▸ **WORK INSTRUCTIONS**
Where does the word "pick" appear in the data? Copy every line that holds it.

▸ **LISTED ENTRIES**
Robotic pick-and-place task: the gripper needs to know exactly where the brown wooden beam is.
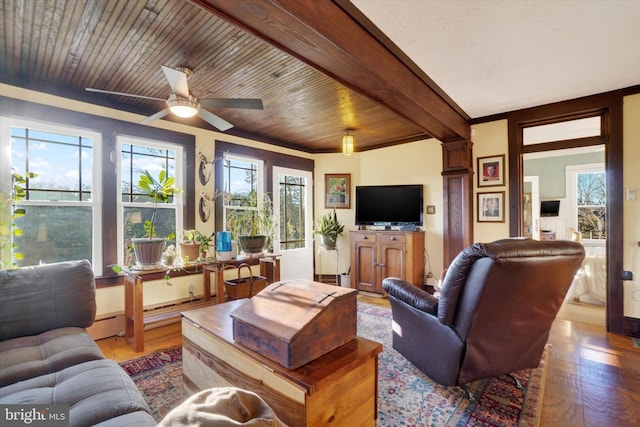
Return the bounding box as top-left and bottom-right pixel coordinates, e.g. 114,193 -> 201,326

--

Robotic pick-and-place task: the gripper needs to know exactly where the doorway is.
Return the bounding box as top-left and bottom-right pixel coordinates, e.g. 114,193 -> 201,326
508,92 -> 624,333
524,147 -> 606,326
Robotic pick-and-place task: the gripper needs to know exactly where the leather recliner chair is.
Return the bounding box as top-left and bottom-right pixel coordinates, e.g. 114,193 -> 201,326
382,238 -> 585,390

▸ **SOLUTION TO THIS TASK**
Robotic pick-and-place task: the gripper needs to know exactly where the brown wooden beam is.
Robotic pick-and-place task: the gripper needs to know exactly where the doorway is.
Robotic pick-and-place task: the gripper needs to know exactly where the leather recliner chair is.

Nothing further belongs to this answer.